**Direction**: Count the lines of the material that contain the word "column", and give only that number.

(Data listing)
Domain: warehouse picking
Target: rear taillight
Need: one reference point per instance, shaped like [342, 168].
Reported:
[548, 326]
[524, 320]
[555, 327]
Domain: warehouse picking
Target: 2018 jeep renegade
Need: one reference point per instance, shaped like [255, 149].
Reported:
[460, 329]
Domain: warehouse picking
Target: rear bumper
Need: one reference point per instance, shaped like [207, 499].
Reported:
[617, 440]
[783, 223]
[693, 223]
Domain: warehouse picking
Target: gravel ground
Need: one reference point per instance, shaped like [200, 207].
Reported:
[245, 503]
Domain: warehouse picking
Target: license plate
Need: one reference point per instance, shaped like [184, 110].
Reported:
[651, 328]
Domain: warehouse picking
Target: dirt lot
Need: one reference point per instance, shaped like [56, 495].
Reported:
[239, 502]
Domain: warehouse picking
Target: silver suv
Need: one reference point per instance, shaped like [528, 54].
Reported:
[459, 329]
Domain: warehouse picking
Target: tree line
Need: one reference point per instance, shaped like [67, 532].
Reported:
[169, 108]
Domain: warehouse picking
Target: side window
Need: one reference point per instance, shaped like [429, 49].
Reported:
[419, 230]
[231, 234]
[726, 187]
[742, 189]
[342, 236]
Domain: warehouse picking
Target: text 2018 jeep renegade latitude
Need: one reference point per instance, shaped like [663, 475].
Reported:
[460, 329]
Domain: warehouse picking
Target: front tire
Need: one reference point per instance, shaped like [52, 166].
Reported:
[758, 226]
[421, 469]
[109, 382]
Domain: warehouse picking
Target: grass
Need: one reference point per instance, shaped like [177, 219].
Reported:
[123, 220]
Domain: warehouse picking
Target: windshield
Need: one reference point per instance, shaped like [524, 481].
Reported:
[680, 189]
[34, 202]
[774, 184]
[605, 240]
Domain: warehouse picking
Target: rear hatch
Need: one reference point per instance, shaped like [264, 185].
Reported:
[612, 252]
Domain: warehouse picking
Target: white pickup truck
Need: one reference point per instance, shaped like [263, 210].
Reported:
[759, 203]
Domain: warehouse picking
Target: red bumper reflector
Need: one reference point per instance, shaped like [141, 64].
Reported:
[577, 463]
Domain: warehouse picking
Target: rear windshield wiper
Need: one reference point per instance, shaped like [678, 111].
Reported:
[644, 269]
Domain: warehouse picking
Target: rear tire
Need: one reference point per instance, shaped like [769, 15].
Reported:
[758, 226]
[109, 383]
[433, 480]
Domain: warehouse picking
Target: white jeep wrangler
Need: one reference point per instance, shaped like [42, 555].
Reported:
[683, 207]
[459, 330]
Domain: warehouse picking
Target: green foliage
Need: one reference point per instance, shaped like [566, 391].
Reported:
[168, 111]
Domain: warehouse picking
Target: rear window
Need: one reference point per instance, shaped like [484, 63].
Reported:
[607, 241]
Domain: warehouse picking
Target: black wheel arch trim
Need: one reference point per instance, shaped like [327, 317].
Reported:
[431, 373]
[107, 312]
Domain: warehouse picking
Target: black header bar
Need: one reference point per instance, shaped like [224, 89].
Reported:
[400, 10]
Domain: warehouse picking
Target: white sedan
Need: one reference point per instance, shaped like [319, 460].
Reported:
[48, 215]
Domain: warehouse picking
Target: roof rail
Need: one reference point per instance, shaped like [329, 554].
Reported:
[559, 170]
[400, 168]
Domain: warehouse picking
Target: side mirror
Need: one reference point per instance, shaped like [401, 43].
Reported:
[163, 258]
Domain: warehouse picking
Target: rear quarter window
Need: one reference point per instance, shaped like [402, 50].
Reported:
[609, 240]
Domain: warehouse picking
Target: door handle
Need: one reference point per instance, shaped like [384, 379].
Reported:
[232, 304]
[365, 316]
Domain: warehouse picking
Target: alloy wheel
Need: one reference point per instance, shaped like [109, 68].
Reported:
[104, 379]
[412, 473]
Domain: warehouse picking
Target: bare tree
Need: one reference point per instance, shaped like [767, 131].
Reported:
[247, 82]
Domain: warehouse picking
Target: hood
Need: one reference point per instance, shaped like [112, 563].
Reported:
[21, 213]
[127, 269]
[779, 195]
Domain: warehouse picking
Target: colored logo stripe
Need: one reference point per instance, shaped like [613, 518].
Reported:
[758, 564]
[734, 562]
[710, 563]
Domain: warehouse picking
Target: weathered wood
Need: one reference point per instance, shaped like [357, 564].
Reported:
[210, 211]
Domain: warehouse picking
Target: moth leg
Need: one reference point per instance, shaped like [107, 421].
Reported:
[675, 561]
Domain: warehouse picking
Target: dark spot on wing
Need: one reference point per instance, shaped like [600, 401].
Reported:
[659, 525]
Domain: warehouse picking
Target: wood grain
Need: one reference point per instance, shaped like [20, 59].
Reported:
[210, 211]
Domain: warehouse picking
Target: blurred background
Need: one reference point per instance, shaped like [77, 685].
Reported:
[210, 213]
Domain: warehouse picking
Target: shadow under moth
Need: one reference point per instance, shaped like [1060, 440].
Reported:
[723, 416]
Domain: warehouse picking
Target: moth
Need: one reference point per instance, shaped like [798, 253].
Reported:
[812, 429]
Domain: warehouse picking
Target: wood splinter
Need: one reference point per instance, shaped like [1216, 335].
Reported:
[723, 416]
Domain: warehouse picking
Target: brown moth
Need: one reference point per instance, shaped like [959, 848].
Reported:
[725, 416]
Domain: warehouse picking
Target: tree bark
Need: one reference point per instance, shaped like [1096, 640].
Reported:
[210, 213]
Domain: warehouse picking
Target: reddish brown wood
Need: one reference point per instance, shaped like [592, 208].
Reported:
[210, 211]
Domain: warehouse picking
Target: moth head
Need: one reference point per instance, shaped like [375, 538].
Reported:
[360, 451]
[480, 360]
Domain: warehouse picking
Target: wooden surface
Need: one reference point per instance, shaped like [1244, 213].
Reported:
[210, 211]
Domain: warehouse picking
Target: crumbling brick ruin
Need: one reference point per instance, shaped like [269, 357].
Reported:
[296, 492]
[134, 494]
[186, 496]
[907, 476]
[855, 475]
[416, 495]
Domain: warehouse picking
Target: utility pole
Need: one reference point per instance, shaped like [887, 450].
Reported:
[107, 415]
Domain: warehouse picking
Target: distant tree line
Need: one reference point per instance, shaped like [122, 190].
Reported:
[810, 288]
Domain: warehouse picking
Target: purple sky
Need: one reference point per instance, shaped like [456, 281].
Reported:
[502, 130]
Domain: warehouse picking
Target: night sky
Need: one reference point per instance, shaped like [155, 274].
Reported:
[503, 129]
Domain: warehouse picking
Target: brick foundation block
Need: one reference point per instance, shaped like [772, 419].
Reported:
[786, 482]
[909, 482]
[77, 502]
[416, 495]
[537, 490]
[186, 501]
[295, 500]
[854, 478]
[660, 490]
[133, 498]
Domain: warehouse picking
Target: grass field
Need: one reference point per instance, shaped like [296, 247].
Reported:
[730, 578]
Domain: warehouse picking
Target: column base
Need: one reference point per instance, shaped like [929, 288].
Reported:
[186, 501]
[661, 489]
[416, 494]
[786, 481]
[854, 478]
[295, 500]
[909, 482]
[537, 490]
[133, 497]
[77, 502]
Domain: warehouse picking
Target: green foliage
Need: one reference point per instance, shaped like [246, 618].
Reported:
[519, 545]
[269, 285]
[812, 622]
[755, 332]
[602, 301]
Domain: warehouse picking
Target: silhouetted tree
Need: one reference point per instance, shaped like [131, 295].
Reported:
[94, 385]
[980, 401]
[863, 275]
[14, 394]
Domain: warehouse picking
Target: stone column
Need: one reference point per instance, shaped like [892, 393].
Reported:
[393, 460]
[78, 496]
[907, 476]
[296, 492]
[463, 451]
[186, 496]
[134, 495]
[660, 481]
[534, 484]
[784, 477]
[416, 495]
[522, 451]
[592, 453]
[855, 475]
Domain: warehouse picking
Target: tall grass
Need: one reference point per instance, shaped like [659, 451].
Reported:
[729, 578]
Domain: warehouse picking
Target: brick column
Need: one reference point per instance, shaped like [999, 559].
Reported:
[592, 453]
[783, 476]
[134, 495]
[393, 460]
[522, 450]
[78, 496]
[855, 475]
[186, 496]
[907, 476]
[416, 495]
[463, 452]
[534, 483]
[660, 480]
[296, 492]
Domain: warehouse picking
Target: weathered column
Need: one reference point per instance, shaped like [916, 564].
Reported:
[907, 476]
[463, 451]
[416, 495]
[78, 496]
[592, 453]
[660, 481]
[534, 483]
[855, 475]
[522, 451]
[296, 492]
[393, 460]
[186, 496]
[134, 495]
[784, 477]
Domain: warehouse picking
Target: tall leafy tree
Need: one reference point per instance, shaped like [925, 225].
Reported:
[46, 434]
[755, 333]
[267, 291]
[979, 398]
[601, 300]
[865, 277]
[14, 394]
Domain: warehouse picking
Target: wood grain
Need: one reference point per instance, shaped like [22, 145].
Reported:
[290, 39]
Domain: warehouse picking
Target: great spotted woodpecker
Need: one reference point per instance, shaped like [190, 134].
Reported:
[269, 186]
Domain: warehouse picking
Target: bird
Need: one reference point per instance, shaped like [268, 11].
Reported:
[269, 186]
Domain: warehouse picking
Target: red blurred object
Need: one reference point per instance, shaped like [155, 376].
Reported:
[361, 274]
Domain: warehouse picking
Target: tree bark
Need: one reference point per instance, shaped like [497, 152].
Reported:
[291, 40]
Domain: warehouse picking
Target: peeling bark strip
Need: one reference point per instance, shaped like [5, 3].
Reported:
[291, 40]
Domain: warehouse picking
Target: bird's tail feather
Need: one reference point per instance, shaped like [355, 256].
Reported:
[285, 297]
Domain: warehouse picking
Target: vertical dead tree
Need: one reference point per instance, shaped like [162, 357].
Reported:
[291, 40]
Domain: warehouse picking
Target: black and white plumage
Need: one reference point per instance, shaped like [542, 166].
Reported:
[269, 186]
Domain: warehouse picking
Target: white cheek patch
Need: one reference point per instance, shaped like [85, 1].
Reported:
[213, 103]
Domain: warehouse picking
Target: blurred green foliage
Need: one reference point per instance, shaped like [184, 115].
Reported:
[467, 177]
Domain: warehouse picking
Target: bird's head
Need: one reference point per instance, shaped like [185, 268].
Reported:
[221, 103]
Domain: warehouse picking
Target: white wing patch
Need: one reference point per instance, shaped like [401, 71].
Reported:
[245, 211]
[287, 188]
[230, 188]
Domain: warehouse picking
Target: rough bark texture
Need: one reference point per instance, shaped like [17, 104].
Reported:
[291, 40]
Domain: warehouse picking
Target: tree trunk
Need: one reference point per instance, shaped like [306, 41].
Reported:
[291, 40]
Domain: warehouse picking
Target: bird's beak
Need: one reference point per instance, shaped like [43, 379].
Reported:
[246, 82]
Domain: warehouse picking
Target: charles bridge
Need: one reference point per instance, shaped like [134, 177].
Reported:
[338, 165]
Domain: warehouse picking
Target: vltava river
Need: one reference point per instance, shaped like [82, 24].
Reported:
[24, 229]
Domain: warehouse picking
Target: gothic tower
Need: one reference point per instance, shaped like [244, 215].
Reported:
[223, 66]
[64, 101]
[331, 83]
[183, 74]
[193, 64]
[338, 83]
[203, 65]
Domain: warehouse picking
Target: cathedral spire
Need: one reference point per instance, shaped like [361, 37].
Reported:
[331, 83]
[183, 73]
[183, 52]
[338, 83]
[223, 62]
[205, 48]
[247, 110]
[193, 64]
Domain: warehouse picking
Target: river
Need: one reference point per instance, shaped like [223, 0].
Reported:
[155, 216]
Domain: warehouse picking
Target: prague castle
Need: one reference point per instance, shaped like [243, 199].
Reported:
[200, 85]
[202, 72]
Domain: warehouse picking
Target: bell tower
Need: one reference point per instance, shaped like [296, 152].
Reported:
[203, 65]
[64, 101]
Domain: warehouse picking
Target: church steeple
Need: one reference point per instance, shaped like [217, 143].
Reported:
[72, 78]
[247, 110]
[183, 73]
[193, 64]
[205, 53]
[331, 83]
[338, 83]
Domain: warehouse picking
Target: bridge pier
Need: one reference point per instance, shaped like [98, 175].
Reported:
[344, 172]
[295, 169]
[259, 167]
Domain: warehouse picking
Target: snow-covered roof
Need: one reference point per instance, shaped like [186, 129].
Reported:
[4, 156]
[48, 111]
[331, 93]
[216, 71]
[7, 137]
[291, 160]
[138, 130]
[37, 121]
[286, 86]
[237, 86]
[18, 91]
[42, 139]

**Correct output**: 4